Give all of the lines again exactly as they read.

## Start Material shown

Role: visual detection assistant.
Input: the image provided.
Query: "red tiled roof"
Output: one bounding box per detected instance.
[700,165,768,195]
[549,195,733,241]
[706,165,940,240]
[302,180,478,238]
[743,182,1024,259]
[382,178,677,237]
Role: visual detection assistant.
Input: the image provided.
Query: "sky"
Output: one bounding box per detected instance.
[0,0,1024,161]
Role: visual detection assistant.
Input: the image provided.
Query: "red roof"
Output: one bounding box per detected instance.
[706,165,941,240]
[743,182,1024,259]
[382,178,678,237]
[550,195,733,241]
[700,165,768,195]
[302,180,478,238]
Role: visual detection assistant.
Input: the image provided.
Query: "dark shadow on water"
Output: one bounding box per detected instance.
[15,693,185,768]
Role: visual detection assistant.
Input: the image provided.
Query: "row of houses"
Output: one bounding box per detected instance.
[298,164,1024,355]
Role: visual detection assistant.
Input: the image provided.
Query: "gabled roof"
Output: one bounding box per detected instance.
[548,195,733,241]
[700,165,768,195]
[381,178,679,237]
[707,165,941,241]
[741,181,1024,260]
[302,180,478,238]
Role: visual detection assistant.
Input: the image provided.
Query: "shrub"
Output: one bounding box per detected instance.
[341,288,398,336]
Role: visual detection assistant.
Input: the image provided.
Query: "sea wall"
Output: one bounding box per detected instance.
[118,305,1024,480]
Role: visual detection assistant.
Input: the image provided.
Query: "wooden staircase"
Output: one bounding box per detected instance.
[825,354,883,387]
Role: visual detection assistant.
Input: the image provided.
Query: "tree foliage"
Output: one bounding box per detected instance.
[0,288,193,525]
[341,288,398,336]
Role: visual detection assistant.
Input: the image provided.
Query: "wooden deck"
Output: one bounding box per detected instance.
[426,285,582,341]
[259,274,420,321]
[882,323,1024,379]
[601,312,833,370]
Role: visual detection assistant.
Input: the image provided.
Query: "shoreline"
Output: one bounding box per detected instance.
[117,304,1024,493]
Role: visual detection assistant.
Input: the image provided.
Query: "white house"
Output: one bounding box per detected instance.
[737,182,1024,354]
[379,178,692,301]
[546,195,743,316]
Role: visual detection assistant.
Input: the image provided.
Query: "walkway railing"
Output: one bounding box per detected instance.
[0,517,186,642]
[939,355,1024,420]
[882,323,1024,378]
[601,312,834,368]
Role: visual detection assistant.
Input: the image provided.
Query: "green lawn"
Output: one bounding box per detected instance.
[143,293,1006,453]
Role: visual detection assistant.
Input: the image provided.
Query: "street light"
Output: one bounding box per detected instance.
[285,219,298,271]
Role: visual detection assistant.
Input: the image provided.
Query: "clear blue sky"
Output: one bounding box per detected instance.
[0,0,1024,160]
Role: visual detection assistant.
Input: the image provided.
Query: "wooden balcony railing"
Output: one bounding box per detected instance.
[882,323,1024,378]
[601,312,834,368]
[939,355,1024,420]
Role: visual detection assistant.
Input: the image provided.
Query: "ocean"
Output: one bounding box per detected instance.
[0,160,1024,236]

## End Material shown

Answer to the problem —
Role: visual detection assistant.
Input: the image provided.
Query: "red tiled roof"
Output: one bounding box per detected instance.
[700,165,768,195]
[549,195,733,241]
[706,165,940,240]
[302,180,478,238]
[743,182,1024,259]
[382,178,677,237]
Role: visual detection assistant.
Input: the image provided.
Query: "sky"
Output: one bounding box per detected instance.
[0,0,1024,161]
Role: visual detection assistant.
Input: the image provided.
Query: "red roof"
Output: one bounding box per detected instance.
[706,165,941,240]
[743,182,1024,259]
[382,178,678,237]
[550,195,733,241]
[700,165,768,195]
[302,180,478,238]
Role: visual detection assistant.
Input: the image provided.
Query: "dark shadow on water"
Output: one bounding box per detected instance.
[15,693,185,768]
Role: visual detection assistant.
Input: the image provided.
Query: "row of houses"
Output: one bounding box per detected instance.
[298,164,1024,355]
Role: visual detection assistant.
Input: the image provided.
Query: "gabled roof"
Output: one bounding box per detected instance.
[548,195,733,241]
[700,165,768,195]
[381,178,679,237]
[707,165,941,241]
[741,181,1024,260]
[302,180,478,238]
Role: visual detection assistant.
Input: the image provided.
Query: "shrub"
Output: one bounding box per detected instance.
[341,288,398,336]
Role: visual detection assistant.
Input: the image provided.
Query: "sea wall"
Output: one bounding box per detected instance.
[118,305,1024,480]
Role: visual detection assistant.
Input: the image provided.
Query: "wooden staircase"
Output: one bounding box per detected instance.
[825,354,883,387]
Role: visual detection assistant.
Input: the image provided.
Query: "tree foliage"
Output: one bounding box per detected instance.
[0,288,193,525]
[341,288,398,336]
Role: visual detection assistant.
Input: the image provided.
Query: "wooden deck"
Output: one bounding box per detected instance.
[426,285,582,341]
[259,274,420,321]
[882,323,1024,379]
[601,312,833,370]
Role: visual detection assistant.
Input: the image provided.
Query: "shoreline"
Output: one bounding box per detected instance.
[117,304,1024,493]
Role: visual detection assistant.
Input: the image provided.
Query: "white house"
Output: one bounding box per detected instance.
[737,182,1024,354]
[379,178,692,301]
[546,195,743,316]
Role: visual detection assistant.
Input: the image provided.
Query: "walkway railing"
Output: one bounding box per detected instance.
[0,517,186,642]
[939,355,1024,420]
[882,323,1024,378]
[601,312,834,368]
Role: visual detection assistant.
Input: the image provided.
Query: "green lawn"
Output: one bounding box per detected instance.
[143,293,1006,453]
Role: visual detection assistant.
Input: the image provided.
Query: "street light"
Output: one bounding box per detected instance.
[285,219,298,271]
Role: visual detection assistant.
Input: the image provided.
Query: "clear blue sky"
Output: one bounding box per detected instance.
[0,0,1024,160]
Role: visual detection assistant.
Input: the image provided.
Query: "wooden balcony railing"
Output: one bounding box per detected instance.
[882,323,1024,378]
[601,312,834,368]
[939,355,1024,420]
Role: visual detection assistant.
Input: the image provided.
Query: "ocean"
Output: one bounding box per detected instance.
[0,160,1024,236]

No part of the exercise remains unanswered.